• **YOUR OBJECTIVE**: Arrange the records between the lines holding "of the glass" and "x=288, y=312", inclusive, as a two-column CSV with the header names instruction and points, one row per record. Put each record's text and its answer in a single quoted field each, replacing line breaks with spaces.

======== SUPPLIED DATA ========

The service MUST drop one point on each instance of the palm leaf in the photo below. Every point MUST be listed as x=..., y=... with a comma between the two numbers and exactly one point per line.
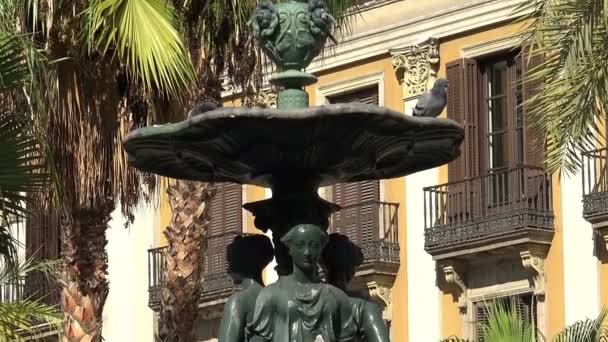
x=505, y=325
x=571, y=37
x=13, y=64
x=20, y=315
x=143, y=34
x=21, y=165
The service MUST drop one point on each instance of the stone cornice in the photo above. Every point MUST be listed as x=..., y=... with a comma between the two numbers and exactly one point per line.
x=439, y=24
x=414, y=31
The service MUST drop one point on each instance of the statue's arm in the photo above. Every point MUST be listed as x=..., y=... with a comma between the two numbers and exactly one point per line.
x=232, y=327
x=373, y=324
x=263, y=315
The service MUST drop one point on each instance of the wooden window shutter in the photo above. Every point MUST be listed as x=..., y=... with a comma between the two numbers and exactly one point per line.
x=360, y=215
x=368, y=95
x=359, y=218
x=463, y=105
x=534, y=142
x=226, y=221
x=42, y=241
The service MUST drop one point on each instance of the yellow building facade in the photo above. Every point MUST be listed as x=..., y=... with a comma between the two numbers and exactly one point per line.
x=487, y=226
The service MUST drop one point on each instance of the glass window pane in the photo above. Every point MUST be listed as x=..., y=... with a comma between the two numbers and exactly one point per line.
x=499, y=148
x=497, y=115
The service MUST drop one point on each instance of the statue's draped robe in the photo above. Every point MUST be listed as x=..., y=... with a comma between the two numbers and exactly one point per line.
x=288, y=312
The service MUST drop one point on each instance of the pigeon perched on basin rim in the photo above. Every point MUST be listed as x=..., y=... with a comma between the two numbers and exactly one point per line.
x=431, y=103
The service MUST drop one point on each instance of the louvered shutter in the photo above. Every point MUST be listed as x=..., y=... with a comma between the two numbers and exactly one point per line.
x=359, y=218
x=368, y=95
x=226, y=221
x=534, y=149
x=463, y=106
x=523, y=304
x=42, y=242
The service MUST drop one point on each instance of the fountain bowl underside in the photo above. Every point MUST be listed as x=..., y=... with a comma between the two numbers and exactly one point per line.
x=325, y=144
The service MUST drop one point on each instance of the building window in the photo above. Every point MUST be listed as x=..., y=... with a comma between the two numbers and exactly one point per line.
x=487, y=96
x=523, y=305
x=359, y=217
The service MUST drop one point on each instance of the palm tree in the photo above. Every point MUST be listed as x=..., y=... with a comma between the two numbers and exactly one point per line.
x=571, y=38
x=19, y=314
x=183, y=273
x=22, y=174
x=506, y=325
x=116, y=65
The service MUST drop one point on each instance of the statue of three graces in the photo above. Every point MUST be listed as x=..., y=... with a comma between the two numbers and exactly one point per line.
x=299, y=307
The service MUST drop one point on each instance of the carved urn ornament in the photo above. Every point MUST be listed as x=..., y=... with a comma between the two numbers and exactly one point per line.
x=294, y=150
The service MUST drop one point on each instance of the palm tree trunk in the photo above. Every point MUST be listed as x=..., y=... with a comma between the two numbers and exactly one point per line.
x=84, y=287
x=184, y=260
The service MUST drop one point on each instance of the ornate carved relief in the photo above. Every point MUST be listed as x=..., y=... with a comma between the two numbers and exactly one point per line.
x=416, y=66
x=533, y=260
x=454, y=275
x=381, y=295
x=265, y=98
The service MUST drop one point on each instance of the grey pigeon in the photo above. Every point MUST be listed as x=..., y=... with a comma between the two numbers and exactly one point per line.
x=432, y=102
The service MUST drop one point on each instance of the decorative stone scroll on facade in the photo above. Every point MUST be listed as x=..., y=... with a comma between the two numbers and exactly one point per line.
x=533, y=260
x=416, y=66
x=601, y=236
x=382, y=296
x=266, y=98
x=454, y=276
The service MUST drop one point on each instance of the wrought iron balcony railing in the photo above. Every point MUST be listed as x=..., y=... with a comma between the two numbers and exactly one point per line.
x=595, y=185
x=486, y=207
x=10, y=292
x=373, y=226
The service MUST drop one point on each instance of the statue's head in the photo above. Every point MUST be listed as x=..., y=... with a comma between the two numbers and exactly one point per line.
x=305, y=243
x=340, y=259
x=248, y=255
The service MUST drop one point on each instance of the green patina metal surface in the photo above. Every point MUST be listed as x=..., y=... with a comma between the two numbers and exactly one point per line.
x=292, y=34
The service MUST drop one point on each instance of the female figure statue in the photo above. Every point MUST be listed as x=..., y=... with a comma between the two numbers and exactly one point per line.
x=247, y=256
x=340, y=260
x=299, y=307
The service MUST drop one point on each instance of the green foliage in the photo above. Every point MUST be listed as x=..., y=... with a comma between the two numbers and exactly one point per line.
x=571, y=38
x=143, y=34
x=505, y=325
x=21, y=315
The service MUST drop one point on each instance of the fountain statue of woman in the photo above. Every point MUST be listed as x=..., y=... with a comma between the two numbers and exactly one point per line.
x=247, y=256
x=340, y=259
x=299, y=307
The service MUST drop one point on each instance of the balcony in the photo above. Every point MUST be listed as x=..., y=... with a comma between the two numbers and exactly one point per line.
x=217, y=285
x=490, y=212
x=595, y=185
x=373, y=226
x=595, y=195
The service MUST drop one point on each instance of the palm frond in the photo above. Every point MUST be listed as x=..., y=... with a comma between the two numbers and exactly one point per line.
x=571, y=37
x=20, y=316
x=144, y=35
x=505, y=325
x=21, y=165
x=589, y=330
x=13, y=64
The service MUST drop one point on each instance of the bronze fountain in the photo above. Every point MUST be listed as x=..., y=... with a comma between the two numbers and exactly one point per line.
x=294, y=150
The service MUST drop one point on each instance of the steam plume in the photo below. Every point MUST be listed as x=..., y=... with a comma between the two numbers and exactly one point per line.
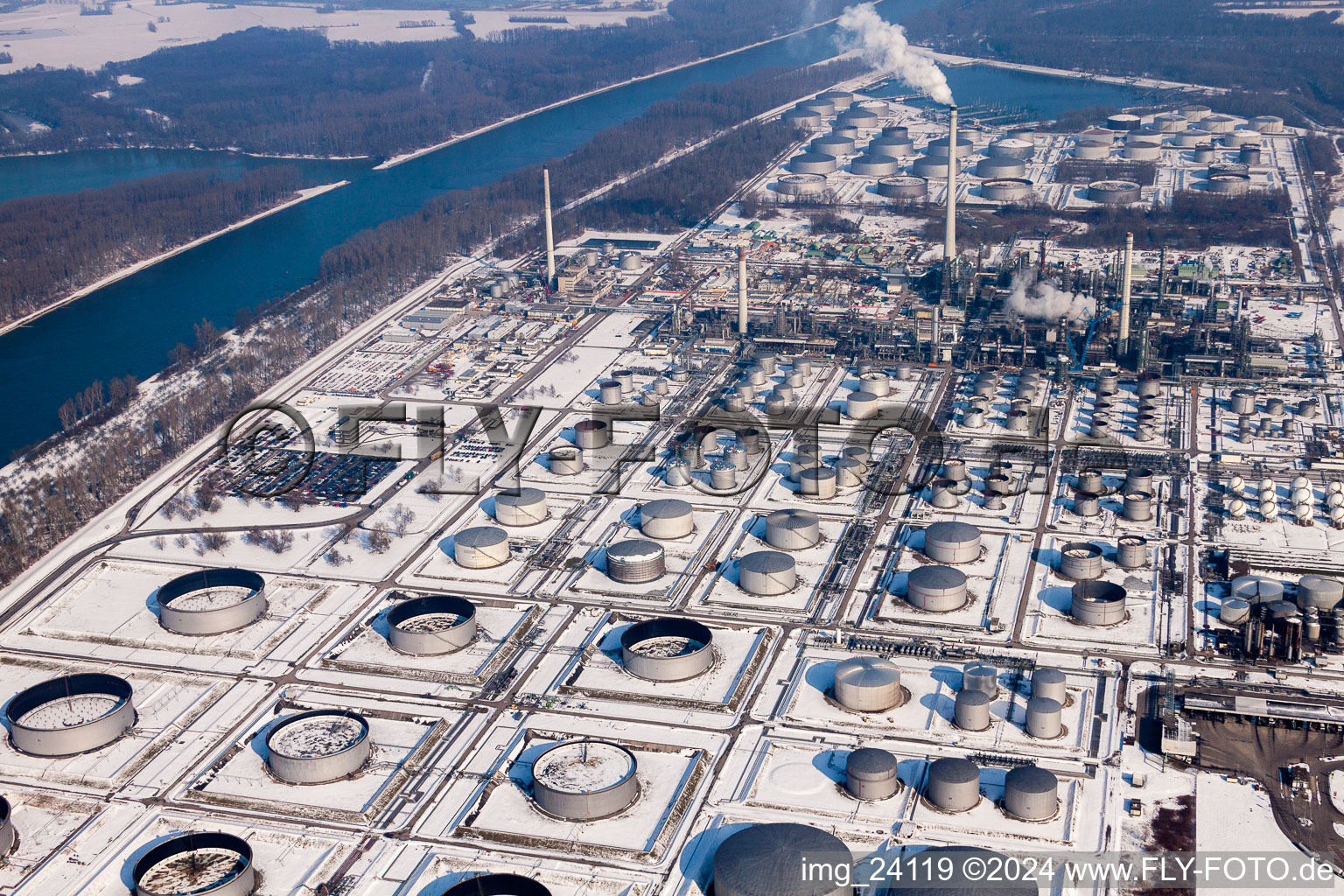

========

• **ANSWER TO THIS TASK**:
instruction,points
"The service MUST drop one point on each instance of the glass window pane in the photo above. Every point MUST be listed as x=..., y=... with a comma between the two numbers and exactly one point per line.","x=499, y=148 x=497, y=115"
"The service MUST drop one point on each instance of the statue's draped robe in the photo above. Every point MUST be listed as x=..., y=... with a comma between the two numbers and exactly one point per line.","x=288, y=312"